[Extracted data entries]
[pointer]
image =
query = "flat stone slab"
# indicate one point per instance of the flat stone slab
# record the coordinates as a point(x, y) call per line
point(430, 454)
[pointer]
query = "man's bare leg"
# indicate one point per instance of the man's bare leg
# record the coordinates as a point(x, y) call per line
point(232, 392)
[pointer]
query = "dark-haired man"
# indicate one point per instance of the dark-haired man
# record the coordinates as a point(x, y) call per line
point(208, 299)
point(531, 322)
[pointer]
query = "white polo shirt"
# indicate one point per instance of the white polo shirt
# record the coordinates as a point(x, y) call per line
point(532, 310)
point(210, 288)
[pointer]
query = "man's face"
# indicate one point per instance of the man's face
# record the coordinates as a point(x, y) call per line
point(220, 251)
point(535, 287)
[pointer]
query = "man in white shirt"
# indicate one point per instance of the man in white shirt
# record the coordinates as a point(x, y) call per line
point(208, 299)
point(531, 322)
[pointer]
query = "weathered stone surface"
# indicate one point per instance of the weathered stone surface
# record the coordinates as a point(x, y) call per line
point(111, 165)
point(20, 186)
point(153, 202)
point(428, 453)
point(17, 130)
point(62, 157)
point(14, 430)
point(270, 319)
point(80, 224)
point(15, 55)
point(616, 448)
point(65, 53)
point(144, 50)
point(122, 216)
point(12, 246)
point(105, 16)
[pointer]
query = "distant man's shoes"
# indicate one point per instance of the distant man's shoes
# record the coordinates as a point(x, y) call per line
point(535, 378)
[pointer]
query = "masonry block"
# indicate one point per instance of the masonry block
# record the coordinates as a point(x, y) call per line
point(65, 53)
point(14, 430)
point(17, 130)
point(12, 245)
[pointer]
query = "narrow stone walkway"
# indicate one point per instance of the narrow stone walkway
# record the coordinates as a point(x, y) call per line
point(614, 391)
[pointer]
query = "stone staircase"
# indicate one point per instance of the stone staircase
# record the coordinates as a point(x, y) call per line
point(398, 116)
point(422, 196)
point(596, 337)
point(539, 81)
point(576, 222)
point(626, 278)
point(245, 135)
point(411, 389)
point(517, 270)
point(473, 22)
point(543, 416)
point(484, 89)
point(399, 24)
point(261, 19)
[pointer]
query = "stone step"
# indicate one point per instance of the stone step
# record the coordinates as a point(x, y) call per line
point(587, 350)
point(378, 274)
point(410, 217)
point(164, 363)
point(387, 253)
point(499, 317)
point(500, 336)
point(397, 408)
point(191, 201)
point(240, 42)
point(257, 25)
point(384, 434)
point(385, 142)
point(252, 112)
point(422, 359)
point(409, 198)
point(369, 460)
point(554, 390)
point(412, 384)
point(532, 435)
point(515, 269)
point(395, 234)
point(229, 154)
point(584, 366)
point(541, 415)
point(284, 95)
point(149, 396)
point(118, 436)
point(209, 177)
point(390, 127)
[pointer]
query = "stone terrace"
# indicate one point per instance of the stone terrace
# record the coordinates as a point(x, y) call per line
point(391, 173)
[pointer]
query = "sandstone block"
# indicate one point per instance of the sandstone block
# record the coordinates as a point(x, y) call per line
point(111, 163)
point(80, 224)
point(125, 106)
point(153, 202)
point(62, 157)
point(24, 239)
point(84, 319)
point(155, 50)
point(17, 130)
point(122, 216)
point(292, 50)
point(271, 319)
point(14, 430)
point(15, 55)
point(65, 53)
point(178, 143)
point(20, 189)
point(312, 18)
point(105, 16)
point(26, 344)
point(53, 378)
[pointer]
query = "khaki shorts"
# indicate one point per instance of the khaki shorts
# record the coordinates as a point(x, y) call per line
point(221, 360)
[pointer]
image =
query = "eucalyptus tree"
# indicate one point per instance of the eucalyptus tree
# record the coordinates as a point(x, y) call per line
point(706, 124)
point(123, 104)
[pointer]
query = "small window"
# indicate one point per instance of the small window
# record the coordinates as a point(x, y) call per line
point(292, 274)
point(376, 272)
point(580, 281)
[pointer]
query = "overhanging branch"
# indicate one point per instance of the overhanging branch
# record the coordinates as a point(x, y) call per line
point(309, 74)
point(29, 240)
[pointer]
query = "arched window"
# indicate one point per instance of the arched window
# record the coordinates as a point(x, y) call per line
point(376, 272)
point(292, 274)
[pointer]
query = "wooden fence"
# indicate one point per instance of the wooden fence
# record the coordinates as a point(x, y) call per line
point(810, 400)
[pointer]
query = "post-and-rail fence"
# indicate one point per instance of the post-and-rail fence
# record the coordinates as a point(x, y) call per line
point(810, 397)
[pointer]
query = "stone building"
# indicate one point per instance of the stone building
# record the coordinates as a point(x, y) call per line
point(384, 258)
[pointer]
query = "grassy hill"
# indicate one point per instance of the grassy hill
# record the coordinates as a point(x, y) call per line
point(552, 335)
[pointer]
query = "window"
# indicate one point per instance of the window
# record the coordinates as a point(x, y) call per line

Exercise directions: Whenever the word "surface" occurs in a line of the records, that line counts once; state the total alone.

Written solution: 2